-- begin --

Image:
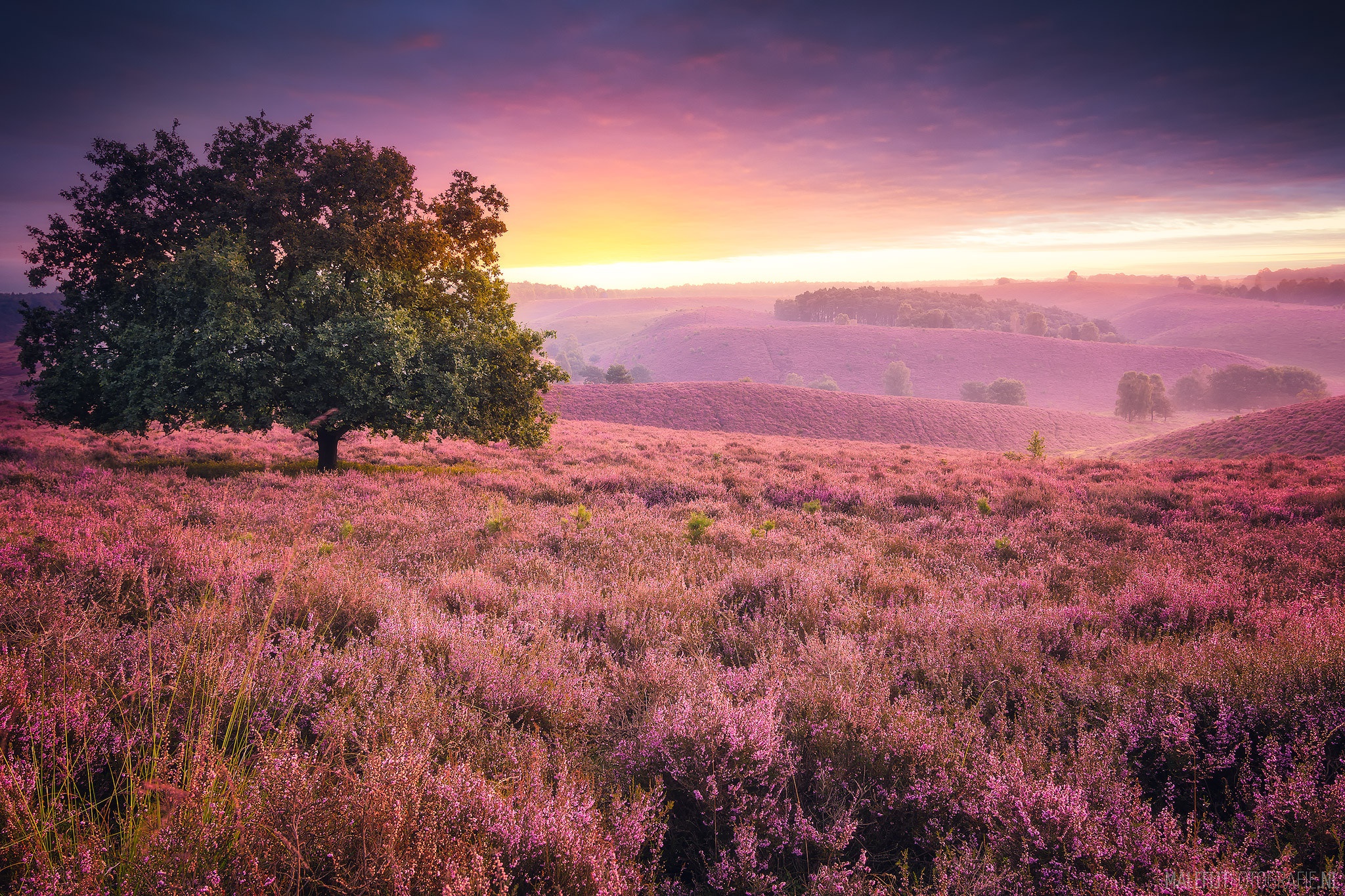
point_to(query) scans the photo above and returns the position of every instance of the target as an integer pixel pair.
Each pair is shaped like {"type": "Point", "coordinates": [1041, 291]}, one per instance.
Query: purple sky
{"type": "Point", "coordinates": [935, 139]}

-- end --

## What this task involves
Rewrite the lines of the entries above as a numbered list with one line per item, skipping any blank lines and leaving the pictures out.

## Solution to this problem
1. Image:
2. point_to(query) scans the photo above and returns the position of every instance of the target as an integer pixel pair.
3. Each pair is shaped like {"type": "Point", "coordinates": [1041, 291]}, one per instance.
4. Query: purple sky
5. {"type": "Point", "coordinates": [935, 139]}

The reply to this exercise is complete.